PETUNJUK TUGAS
Menurut resensi buku di bawah, apa judul awal buku yang kini berjudul Mr Slamet dan Partai Demokrat?

TEKS SUMBER
○ ○ ○ ○ ○ ○ ○
Minggu, 11 September 2011

Cara Pandang Baru Penulisan Sejarah



Resensi, Solo Pos, Minggu, 11 September 2011

Judul : Mr Slamet dan Partai Demokrat
Penulis : Hendri F. Isnaeni
Penerbit: Ufuk Press, Jakarta
Terbit : Juni 2011
Tebal : iv + 187 Halaman

Pada awalnya buku ini berjudul Partai Demokrat Antjek Pendjadjah. Namun, karena toko buku utama enggan menampilkan buku ini karena takut dan judulnya terlalu provokatif, maka judulnya pun diubah menjadi Mr Slamet dan Partai Demokrat. Sebuah judul yang biasa. Jauh dari sebuah judul yang menggigit dan membuat penasaran pembaca.

Saya heran, mengapa di zaman keterbukaan seperti ini masih tabu melakukan kritik melalui buku. Penjual buku atau toko buku masih enggan menjual buku-buku yang provokatif, apalagi mengarah kepada penguasa.
○ ○ ○ ○ ○ ○ ○
(Entri data tersimpan)

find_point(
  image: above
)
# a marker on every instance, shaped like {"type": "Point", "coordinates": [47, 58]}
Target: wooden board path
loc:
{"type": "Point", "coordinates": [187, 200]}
○ ○ ○ ○ ○ ○ ○
JAWABAN BENAR
Partai Demokrat Antjek Pendjadjah.